Input data section start
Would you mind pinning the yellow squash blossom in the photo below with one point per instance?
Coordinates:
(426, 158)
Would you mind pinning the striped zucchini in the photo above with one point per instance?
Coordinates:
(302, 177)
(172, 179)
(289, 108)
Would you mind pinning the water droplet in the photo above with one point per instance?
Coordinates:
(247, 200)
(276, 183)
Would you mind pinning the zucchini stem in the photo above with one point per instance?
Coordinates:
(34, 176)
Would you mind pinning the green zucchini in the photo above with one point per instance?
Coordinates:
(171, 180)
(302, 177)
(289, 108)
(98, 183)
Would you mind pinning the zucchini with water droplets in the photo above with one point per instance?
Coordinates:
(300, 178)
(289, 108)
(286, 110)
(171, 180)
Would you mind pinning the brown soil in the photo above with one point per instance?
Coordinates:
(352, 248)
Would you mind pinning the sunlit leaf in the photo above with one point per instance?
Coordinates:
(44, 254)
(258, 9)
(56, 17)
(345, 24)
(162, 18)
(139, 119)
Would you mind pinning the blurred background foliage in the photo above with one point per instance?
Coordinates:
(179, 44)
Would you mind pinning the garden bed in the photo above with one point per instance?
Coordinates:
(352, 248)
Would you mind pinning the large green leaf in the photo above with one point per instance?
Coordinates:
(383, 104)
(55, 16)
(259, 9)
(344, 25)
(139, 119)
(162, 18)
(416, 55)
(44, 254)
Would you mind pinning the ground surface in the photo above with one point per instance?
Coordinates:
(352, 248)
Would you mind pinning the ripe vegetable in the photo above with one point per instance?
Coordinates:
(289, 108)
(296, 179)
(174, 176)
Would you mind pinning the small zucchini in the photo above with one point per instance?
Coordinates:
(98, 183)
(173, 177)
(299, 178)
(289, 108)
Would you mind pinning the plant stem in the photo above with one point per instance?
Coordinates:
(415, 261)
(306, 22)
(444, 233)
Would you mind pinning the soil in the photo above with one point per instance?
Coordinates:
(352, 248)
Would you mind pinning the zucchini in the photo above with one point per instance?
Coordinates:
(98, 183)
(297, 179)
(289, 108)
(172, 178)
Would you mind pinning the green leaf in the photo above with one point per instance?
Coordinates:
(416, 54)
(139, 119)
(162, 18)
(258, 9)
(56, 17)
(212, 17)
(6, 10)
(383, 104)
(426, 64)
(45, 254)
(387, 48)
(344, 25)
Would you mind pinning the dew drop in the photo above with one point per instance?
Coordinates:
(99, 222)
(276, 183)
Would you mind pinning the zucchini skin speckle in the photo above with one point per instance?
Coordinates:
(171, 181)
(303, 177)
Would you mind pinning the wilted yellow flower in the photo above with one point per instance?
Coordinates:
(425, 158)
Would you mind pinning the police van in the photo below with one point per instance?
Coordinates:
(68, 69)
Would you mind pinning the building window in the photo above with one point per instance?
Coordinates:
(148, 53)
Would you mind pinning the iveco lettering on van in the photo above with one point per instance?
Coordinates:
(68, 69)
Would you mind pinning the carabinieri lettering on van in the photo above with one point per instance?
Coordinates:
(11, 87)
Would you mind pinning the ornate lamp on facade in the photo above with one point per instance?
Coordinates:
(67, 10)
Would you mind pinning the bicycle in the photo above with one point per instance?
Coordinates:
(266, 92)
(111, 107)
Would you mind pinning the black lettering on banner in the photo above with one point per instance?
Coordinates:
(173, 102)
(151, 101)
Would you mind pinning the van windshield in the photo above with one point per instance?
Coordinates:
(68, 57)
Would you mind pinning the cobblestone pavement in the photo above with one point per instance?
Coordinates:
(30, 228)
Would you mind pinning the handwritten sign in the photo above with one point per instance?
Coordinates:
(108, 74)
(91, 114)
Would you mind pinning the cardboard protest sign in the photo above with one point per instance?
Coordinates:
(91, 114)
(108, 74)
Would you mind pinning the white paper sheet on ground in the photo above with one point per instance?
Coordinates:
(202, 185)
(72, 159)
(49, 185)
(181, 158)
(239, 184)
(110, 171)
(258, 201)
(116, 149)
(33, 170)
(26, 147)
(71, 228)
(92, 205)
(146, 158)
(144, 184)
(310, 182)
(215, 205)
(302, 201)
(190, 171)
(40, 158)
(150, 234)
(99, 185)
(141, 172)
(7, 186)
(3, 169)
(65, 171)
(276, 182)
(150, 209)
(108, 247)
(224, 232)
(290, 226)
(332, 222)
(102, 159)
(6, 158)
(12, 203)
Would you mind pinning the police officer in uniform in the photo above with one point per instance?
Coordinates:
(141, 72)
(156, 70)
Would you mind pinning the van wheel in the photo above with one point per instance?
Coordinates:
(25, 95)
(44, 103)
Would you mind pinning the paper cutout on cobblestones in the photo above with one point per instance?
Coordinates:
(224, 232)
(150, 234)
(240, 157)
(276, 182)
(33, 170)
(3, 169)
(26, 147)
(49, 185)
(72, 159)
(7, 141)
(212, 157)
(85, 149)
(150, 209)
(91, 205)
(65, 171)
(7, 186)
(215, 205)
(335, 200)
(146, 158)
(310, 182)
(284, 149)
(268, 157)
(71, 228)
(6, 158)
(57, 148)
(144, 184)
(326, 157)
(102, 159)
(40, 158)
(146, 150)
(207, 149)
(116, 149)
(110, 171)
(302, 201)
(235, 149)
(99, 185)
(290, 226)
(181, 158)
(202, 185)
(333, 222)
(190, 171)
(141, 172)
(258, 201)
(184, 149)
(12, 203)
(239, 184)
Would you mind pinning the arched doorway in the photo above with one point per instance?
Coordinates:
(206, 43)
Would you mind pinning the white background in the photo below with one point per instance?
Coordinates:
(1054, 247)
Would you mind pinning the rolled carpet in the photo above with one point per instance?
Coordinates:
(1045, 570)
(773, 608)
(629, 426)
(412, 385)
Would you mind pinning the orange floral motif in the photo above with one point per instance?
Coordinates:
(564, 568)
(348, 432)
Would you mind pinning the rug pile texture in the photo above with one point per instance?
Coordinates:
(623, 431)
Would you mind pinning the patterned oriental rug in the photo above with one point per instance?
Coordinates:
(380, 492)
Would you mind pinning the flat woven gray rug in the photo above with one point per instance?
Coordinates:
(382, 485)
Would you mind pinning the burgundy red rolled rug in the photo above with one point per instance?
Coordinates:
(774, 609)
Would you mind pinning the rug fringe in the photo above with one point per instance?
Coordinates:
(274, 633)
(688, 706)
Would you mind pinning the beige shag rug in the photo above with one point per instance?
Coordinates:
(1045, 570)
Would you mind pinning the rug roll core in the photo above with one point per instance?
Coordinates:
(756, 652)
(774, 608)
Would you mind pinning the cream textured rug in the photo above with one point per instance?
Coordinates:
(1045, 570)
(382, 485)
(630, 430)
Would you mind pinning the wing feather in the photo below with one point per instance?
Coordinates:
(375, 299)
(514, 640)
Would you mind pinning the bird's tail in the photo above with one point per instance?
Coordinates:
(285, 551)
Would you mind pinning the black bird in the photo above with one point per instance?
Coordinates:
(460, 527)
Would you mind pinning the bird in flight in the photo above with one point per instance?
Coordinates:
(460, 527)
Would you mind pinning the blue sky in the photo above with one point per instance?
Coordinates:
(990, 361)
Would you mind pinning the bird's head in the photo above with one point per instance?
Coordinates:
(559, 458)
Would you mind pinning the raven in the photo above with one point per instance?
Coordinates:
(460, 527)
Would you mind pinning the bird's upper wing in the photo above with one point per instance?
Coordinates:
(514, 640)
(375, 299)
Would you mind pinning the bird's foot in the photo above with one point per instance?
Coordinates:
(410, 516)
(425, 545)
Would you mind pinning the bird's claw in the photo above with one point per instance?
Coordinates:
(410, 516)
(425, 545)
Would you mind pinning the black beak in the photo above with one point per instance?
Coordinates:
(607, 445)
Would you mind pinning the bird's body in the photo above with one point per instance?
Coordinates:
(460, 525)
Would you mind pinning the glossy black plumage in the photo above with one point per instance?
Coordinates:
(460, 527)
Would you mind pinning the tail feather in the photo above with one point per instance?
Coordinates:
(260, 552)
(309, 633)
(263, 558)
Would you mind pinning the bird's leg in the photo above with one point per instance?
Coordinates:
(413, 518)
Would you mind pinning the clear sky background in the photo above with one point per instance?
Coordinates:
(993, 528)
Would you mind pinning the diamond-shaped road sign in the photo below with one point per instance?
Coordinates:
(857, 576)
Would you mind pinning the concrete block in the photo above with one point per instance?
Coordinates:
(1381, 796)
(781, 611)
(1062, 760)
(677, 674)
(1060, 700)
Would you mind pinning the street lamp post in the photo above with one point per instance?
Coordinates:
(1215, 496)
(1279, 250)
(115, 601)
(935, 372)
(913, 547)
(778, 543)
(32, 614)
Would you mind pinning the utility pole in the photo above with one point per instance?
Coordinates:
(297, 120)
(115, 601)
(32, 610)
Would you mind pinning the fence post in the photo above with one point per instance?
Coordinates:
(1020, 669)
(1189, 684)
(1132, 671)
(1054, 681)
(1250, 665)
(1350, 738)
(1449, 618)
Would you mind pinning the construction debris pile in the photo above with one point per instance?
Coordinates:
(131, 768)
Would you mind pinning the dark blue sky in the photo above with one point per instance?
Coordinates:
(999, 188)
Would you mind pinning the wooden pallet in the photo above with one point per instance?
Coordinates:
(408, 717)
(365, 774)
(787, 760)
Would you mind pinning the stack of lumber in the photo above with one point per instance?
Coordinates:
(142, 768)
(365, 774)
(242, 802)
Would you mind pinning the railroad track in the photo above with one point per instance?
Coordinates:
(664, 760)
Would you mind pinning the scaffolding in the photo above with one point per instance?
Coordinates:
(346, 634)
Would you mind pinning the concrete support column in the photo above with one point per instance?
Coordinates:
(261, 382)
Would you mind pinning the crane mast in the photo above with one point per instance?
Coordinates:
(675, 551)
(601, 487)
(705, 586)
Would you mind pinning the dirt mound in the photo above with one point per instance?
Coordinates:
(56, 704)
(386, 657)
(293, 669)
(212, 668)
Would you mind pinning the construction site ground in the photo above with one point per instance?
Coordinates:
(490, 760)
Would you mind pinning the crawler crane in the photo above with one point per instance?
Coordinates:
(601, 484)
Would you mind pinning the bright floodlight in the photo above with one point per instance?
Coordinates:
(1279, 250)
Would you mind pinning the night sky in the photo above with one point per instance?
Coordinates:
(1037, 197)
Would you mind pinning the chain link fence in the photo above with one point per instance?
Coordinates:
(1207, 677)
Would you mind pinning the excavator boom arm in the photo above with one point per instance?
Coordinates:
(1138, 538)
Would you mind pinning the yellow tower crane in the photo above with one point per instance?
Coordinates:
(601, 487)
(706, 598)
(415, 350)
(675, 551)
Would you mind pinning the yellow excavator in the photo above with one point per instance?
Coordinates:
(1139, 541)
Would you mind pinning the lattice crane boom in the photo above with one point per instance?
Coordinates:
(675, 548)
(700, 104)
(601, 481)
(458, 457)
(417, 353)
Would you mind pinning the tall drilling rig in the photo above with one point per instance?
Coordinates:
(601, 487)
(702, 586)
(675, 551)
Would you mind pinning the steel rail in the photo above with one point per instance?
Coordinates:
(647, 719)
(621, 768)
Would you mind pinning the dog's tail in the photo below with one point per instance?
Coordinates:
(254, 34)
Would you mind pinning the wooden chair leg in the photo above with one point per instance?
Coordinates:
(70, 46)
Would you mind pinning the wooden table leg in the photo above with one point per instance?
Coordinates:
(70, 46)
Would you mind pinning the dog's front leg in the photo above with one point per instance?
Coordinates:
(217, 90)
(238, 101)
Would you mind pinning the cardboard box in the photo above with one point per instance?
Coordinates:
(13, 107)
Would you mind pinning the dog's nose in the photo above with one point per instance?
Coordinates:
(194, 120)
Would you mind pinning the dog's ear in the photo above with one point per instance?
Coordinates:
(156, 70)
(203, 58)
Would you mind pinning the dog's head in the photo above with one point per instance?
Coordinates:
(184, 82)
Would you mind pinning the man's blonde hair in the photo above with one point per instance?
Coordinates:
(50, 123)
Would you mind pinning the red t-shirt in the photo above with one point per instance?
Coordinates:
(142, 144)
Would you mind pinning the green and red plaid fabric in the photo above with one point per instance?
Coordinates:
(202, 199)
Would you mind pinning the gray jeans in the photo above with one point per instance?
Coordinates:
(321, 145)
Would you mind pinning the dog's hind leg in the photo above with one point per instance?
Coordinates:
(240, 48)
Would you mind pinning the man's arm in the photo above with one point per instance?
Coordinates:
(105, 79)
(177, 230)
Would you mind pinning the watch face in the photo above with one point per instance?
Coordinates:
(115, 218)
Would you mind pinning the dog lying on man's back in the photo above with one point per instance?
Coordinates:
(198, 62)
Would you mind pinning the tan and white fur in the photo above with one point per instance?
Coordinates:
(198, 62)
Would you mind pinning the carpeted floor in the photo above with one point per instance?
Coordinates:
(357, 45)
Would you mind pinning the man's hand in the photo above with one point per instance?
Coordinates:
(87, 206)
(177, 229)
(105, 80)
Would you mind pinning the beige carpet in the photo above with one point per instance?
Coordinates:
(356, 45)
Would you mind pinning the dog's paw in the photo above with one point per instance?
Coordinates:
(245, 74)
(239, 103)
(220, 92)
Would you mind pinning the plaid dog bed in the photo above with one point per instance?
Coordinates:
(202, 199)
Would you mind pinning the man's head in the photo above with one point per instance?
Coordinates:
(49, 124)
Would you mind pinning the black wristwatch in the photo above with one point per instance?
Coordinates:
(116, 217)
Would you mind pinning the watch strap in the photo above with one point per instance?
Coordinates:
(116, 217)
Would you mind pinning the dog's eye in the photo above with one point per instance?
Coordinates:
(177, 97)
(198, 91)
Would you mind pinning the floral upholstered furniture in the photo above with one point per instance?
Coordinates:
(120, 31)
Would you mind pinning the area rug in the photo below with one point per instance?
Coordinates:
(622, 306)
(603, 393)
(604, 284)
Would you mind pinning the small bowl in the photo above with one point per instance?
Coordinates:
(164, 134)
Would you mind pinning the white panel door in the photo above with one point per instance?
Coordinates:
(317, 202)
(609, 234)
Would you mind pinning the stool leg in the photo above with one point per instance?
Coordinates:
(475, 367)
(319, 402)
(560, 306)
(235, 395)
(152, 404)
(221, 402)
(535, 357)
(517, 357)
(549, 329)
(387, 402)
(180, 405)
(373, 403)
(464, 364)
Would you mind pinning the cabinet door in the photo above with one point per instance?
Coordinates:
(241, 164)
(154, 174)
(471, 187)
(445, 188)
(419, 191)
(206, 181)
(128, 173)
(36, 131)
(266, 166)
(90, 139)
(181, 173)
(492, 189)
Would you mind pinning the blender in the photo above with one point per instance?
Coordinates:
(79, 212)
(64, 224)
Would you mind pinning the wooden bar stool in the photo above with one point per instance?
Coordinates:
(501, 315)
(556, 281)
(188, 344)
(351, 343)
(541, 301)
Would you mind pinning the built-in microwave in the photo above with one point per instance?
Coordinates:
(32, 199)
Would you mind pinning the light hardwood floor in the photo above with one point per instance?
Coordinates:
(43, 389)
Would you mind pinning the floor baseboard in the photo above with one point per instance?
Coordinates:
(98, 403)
Input data section end
## [Directions for this task]
Filter the entries down to the lines that hold "feather". Copy those lines.

## [Solved problem]
Would you mind pinning the wing feather in the photo below with one point per instance?
Would you mind pinning the tail feather in the photo above with one point per instance?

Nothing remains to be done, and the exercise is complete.